==== Data excerpts

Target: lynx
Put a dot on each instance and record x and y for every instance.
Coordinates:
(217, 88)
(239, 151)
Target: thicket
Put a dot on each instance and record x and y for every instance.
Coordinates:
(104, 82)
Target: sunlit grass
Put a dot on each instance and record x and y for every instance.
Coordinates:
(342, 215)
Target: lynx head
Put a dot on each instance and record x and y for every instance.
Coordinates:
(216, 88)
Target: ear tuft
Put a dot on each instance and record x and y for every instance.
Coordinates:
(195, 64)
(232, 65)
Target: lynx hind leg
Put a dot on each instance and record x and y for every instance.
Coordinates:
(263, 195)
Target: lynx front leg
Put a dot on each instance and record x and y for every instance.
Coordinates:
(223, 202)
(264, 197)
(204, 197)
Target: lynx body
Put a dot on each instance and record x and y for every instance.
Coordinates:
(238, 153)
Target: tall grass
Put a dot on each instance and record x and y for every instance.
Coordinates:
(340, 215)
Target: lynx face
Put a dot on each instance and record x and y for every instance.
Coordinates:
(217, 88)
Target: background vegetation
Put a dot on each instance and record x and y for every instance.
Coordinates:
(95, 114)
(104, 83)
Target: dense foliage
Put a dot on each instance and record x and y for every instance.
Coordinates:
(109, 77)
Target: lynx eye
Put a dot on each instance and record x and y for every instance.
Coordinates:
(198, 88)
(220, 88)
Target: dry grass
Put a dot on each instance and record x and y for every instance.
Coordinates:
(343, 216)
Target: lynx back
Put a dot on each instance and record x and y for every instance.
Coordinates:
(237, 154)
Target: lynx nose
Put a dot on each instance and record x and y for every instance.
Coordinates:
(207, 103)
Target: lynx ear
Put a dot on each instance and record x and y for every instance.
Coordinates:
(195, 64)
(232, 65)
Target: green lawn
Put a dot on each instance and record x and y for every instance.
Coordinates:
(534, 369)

========

■ **Work instructions**
Swap out each "lynx" in the listing for "bobcat" and give the whole listing again, leaving everything else unchanged.

■ **Solved exercise**
Target: bobcat
Put a dot on each instance and record x and y for every instance.
Coordinates:
(217, 88)
(239, 151)
Target: thicket
Put a dot on each instance and record x and y for every instance.
Coordinates:
(104, 82)
Target: sunlit grass
Put a dot on each instance and record x and y for every instance.
Coordinates:
(342, 215)
Target: bobcat head
Put a dot on each instance and record x and y for every instance.
Coordinates:
(216, 88)
Target: ear tuft
Put a dot on each instance and record x and y for every instance.
Coordinates:
(195, 64)
(232, 65)
Target: bobcat hind leg
Put a dot on each instance and record x and y for every instance.
Coordinates:
(263, 195)
Target: bobcat front leg
Put a dot on each instance and record x and y for every instance.
Coordinates:
(223, 202)
(264, 197)
(204, 197)
Target: bobcat body
Put a dot on each instance and record x and y for every instance.
Coordinates:
(238, 153)
Target: tall grass
Put a dot on each instance and record x and y for every instance.
Coordinates:
(340, 215)
Target: bobcat face
Put a dot on each instance and record x and y for every instance.
Coordinates:
(217, 88)
Target: background vegetation
Put a dot on each instance and record x and y for every instance.
Coordinates:
(95, 114)
(104, 83)
Target: dense foliage
Put a dot on each instance and record x and y for every instance.
Coordinates:
(109, 77)
Target: bobcat eye
Put a dot on each instance and record x and y for every instance.
Coordinates:
(198, 88)
(220, 88)
Target: dry grass
Put a dot on each instance and record x and y for every instance.
Coordinates:
(343, 216)
Target: bobcat back
Put a dot on each instance and record x and y for every instance.
Coordinates:
(237, 154)
Target: bobcat nose
Put a dot on each instance and record x and y for every instance.
Coordinates:
(207, 103)
Target: bobcat ear
Put a dot on each instance and record x and y for every instance.
Coordinates:
(195, 64)
(232, 65)
Target: green lawn
Put a dot on each instance and record x and y for every instance.
Coordinates:
(534, 369)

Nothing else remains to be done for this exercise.